Image region labeling entries:

--- START ---

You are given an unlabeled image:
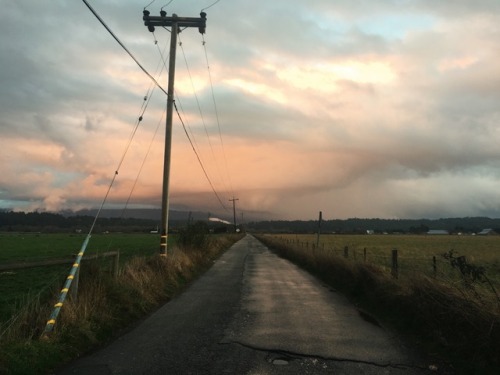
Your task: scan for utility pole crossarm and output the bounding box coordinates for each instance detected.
[142,10,207,34]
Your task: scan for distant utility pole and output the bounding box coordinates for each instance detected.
[142,10,207,255]
[316,211,323,249]
[229,197,239,233]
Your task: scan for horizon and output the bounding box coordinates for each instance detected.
[0,0,500,221]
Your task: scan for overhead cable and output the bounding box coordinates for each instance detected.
[82,0,168,97]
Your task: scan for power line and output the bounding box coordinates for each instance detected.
[179,38,227,197]
[201,34,234,195]
[82,0,168,96]
[201,0,220,12]
[151,26,228,211]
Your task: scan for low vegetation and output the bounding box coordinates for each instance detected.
[258,235,500,374]
[0,228,241,374]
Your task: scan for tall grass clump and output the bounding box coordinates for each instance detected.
[0,235,241,375]
[258,236,500,374]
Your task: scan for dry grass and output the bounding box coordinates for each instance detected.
[0,236,241,374]
[259,236,500,374]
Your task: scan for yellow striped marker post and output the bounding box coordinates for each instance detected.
[42,234,90,336]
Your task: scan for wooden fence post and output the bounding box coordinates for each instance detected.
[70,263,82,302]
[112,251,120,279]
[391,249,399,279]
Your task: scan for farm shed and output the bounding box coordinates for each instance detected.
[477,228,498,236]
[427,229,450,235]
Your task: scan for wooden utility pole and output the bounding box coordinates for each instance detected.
[229,197,239,233]
[142,10,207,255]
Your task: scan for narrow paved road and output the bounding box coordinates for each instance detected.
[60,235,434,375]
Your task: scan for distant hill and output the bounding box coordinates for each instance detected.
[59,208,208,221]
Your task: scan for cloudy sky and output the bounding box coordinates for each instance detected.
[0,0,500,219]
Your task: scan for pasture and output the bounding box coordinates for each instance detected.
[273,234,500,292]
[0,233,171,322]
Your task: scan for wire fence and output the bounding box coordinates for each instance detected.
[273,235,500,306]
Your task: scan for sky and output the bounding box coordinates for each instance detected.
[0,0,500,220]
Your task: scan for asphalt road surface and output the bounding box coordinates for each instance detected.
[60,235,433,375]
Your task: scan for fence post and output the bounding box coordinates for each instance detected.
[112,251,120,279]
[391,249,399,279]
[70,263,81,302]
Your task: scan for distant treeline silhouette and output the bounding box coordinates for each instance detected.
[246,217,500,234]
[0,210,500,234]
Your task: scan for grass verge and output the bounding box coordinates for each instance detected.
[0,235,242,375]
[256,236,500,374]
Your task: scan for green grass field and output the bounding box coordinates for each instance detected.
[273,234,500,292]
[0,233,175,322]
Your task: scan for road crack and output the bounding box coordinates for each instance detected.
[219,341,429,370]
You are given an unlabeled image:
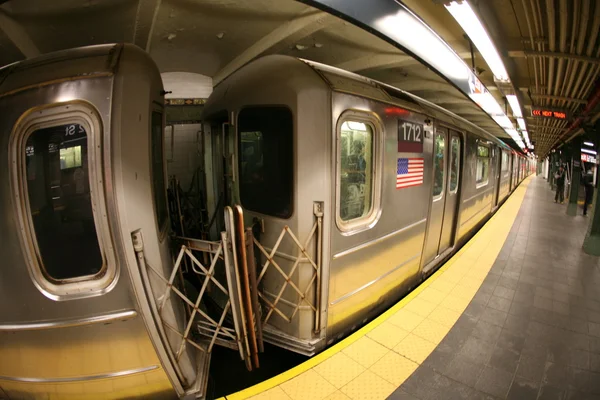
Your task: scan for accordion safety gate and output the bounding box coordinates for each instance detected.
[132,203,323,394]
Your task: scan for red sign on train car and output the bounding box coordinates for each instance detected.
[531,108,568,119]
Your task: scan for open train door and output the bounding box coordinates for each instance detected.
[492,146,502,210]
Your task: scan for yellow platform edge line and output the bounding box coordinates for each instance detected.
[223,175,535,400]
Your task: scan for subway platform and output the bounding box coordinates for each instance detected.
[226,176,600,400]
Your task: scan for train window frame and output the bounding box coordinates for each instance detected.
[448,134,461,194]
[431,128,448,203]
[475,141,492,189]
[9,100,119,301]
[502,150,510,178]
[335,109,385,236]
[238,104,297,220]
[148,103,169,243]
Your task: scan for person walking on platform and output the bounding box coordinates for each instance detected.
[554,165,565,204]
[583,170,594,215]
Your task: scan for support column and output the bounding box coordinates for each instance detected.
[583,121,600,256]
[548,153,558,191]
[567,136,581,216]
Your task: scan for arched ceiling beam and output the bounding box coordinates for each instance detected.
[213,9,334,86]
[133,0,162,52]
[336,53,471,72]
[390,78,450,92]
[508,50,600,64]
[0,8,41,58]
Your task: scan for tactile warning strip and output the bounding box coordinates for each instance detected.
[226,177,532,400]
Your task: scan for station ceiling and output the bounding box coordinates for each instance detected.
[0,0,600,156]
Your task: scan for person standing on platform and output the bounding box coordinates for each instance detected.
[554,165,565,204]
[583,170,594,215]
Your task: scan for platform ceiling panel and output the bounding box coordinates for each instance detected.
[0,0,600,155]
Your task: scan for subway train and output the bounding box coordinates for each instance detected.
[0,44,533,399]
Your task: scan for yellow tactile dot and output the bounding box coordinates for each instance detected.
[428,306,460,327]
[369,351,419,387]
[417,287,447,304]
[367,321,408,349]
[394,333,436,364]
[249,386,291,400]
[404,298,437,317]
[342,370,396,400]
[439,270,462,285]
[313,352,365,389]
[324,390,350,400]
[388,308,424,332]
[280,369,335,400]
[342,336,388,368]
[429,279,454,294]
[412,318,448,344]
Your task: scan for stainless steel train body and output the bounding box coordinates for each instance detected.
[0,45,529,399]
[203,56,529,348]
[0,45,195,399]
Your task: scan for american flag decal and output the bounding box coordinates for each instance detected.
[396,158,424,189]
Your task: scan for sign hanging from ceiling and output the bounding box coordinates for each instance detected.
[531,107,569,119]
[581,153,596,164]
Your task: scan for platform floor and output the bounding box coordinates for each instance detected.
[221,176,600,400]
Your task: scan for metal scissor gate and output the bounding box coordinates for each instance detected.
[132,204,323,394]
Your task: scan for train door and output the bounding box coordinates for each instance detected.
[492,146,502,208]
[438,131,462,254]
[422,127,461,272]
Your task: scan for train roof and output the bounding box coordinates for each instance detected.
[299,58,512,150]
[0,44,122,96]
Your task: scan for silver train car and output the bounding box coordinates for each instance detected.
[0,45,533,399]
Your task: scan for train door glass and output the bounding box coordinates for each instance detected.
[422,127,449,266]
[237,106,294,218]
[25,124,104,281]
[492,146,502,207]
[438,131,461,254]
[152,111,169,237]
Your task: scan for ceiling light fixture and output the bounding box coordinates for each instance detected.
[446,0,510,82]
[506,94,523,118]
[375,11,470,81]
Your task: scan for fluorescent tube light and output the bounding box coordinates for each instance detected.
[448,1,510,82]
[375,11,471,81]
[469,90,504,115]
[492,115,513,129]
[506,94,523,118]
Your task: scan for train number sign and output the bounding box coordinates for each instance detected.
[398,119,424,153]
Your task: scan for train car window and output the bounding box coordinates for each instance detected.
[238,106,294,218]
[450,136,460,193]
[502,151,508,177]
[152,111,169,231]
[475,144,490,187]
[25,124,104,281]
[339,120,374,222]
[433,133,446,198]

--- END ---

Problem details. Put every line of the data above into a numbered list, skipping any blank lines. Leave the pictures out.

Written answer.
1. You are given an unlabeled image:
2. Your task: scan for utility pole crossarm and output the bounding box coordinates for each instance detected.
3. [142,10,207,34]
4. Your task: scan for distant utility pole and output the bounding box coordinates for each instance detected.
5. [142,10,207,255]
6. [316,211,323,249]
7. [229,197,239,233]
8. Your task: scan for horizon and output the bounding box coordinates for each instance detected.
9. [0,0,500,221]
10. Your task: scan for overhead cable and output the bounding box coordinates for each instance detected.
11. [82,0,168,97]
12. Your task: scan for power line and output the bounding box coordinates for each instance detected.
13. [179,38,227,197]
14. [201,34,234,195]
15. [82,0,168,96]
16. [201,0,220,12]
17. [151,26,228,211]
18. Your task: scan for low vegetation and output the bounding box coordinates for each instance detected.
19. [258,235,500,374]
20. [0,228,241,374]
21. Your task: scan for tall grass clump and output the bounding box coordinates for each instance detected.
22. [0,235,241,375]
23. [258,236,500,374]
24. Your task: scan for dry grass and output the bounding box coordinates for each instance detected.
25. [0,236,241,374]
26. [259,236,500,374]
27. Your task: scan for yellow striped marker post and output the bounding box coordinates for each instance detected.
28. [42,234,90,336]
29. Your task: scan for wooden fence post and output the bounding box coordinates for each instance detected.
30. [70,263,82,302]
31. [112,251,120,279]
32. [391,249,399,279]
33. Your task: scan for farm shed and output the bounding box coordinates for each instance detected.
34. [477,228,498,236]
35. [427,229,450,235]
36. Your task: scan for wooden utility pole and output the bounding box coordinates for each instance detected.
37. [229,197,239,233]
38. [142,10,207,255]
39. Your task: scan for narrow paved road and output the bounding box coordinates for each instance detected.
40. [60,235,434,375]
41. Your task: scan for distant hill and output the bounding box coordinates for each instance detected.
42. [59,208,208,221]
43. Your task: scan for cloudy sky and output the bounding box coordinates for each instance detected.
44. [0,0,500,219]
45. Your task: scan for pasture and output the bounding box coordinates for each instance detected.
46. [273,234,500,292]
47. [0,233,171,322]
48. Your task: scan for wire fence and output the bounding box coordinates for each instance detected.
49. [273,235,500,306]
50. Your task: scan for sky and output the bounding box coordinates for each instance detected.
51. [0,0,500,220]
52. Your task: scan for asphalt road surface and output the bounding box coordinates for each instance detected.
53. [60,235,433,375]
54. Your task: scan for fence post and output the bounding box coordinates for each instance detected.
55. [112,251,120,279]
56. [391,249,399,279]
57. [70,263,81,302]
58. Your task: scan for distant treeline silhouette and output the bounding box coordinates for each instance detected.
59. [246,217,500,234]
60. [0,210,500,234]
61. Your task: scan for grass verge and output the bounding box coordinates for each instance detected.
62. [0,235,242,375]
63. [256,236,500,374]
64. Your task: scan for green grass field and output the bounding box coordinates for each instance detected.
65. [273,234,500,292]
66. [0,233,175,322]
67. Your task: scan for road crack and output the bounding box coordinates for each instance detected.
68. [219,341,429,370]
69. You are given an unlabeled image:
70. Your task: scan for accordion safety gate and output the bounding box coordinates for each instance detected.
71. [132,203,323,394]
72. Your task: scan for red sign on train car and output the bounding box coordinates for each instance detected.
73. [531,108,568,119]
74. Your task: scan for open train door and output the bounding box coordinates for each instance detected.
75. [492,146,502,210]
76. Your task: scan for yellow platform edge line and output the bounding box coordinates for each instance detected.
77. [223,175,535,400]
78. Your task: scan for subway platform and output the bounding box coordinates for each instance detected.
79. [226,176,600,400]
80. Your task: scan for train window frame and output the bounding box coordinates for each instance detected.
81. [448,134,461,194]
82. [431,128,448,203]
83. [475,141,492,189]
84. [9,100,119,301]
85. [502,150,510,178]
86. [335,109,385,236]
87. [238,104,297,220]
88. [148,103,169,243]
89. Your task: scan for person walking on platform and output the bounding box coordinates for each instance detected.
90. [554,165,565,204]
91. [583,170,594,215]
92. Your task: scan for support column and output the bounding box coordinates for each instance detected.
93. [583,121,600,256]
94. [548,153,558,191]
95. [567,136,581,216]
96. Your task: scan for arched ceiling beam and output the bounding box coordinates for each instance detected.
97. [213,9,334,86]
98. [133,0,162,52]
99. [336,53,471,72]
100. [390,78,450,92]
101. [508,50,600,64]
102. [0,8,41,58]
103. Your task: scan for tactile warning strip and output the bounding box coordinates for each instance detected.
104. [226,177,532,400]
105. Your task: scan for station ceiling and output the bounding box coordinates for each instance detected.
106. [0,0,600,156]
107. Your task: scan for person standing on platform and output the bounding box coordinates for each instance detected.
108. [554,165,565,204]
109. [583,170,594,215]
110. Your task: scan for platform ceiling panel and output the bounding box coordinates for each instance detected.
111. [0,0,600,155]
112. Your task: scan for subway train and output the bounding box coordinates for each instance detected.
113. [0,44,533,399]
114. Your task: scan for yellow tactile dot and output the bounding box coordinates for each instance detected.
115. [428,306,460,327]
116. [369,351,419,387]
117. [417,287,447,304]
118. [367,321,408,349]
119. [394,333,436,364]
120. [249,386,291,400]
121. [404,298,437,317]
122. [342,370,396,400]
123. [439,270,462,285]
124. [313,352,365,389]
125. [324,390,350,400]
126. [388,308,424,332]
127. [280,369,335,400]
128. [342,336,388,368]
129. [429,279,454,294]
130. [412,318,448,344]
131. Your task: scan for stainless steel train body and output the bounding box coordinates for each instance detected.
132. [0,45,529,399]
133. [203,56,529,348]
134. [0,45,195,399]
135. Your task: scan for american flag decal and output the bounding box coordinates for each instance detected.
136. [396,158,424,189]
137. Your task: scan for sign hanging from ceiling and output the bounding box coordinates for each instance detected.
138. [531,107,569,119]
139. [581,153,596,164]
140. Your task: scan for platform floor and output the bounding box coordinates for each instance detected.
141. [221,176,600,400]
142. Your task: scan for metal scissor gate and output the bounding box coordinates for each instance detected.
143. [132,204,323,394]
144. Your task: scan for train door and output the bounding box coordinates for each instance detected.
145. [492,146,502,208]
146. [438,131,462,254]
147. [422,127,461,272]
148. Your task: scan for train roof and output the bounding box coordinates for each instance detected.
149. [299,58,512,150]
150. [0,44,122,96]
151. Your task: scan for silver train car and output the bounding box coordinates for each instance detected.
152. [0,45,533,399]
153. Your task: scan for train door glass and output the bounding box coordinates for each instance detected.
154. [422,127,449,266]
155. [237,106,294,218]
156. [25,124,104,281]
157. [492,146,502,207]
158. [438,131,461,254]
159. [152,111,169,237]
160. Your task: scan for ceiling light fixture and output the bounding box coordinates for each instance detected.
161. [446,0,510,82]
162. [506,94,523,118]
163. [375,11,470,81]
164. Your task: scan for fluorescent tube light and output the bounding box coordinates for each instance detected.
165. [448,1,510,82]
166. [375,11,471,81]
167. [469,90,504,115]
168. [492,115,513,129]
169. [506,94,523,118]
170. Your task: scan for train number sign and output the bounding box coordinates for each instance detected.
171. [398,119,424,153]
172. Your task: scan for train car window and output the bounding box coordinates for each instance detected.
173. [238,106,294,218]
174. [450,136,460,193]
175. [502,151,508,177]
176. [152,111,169,231]
177. [475,144,490,187]
178. [25,124,104,281]
179. [339,120,374,222]
180. [433,133,446,198]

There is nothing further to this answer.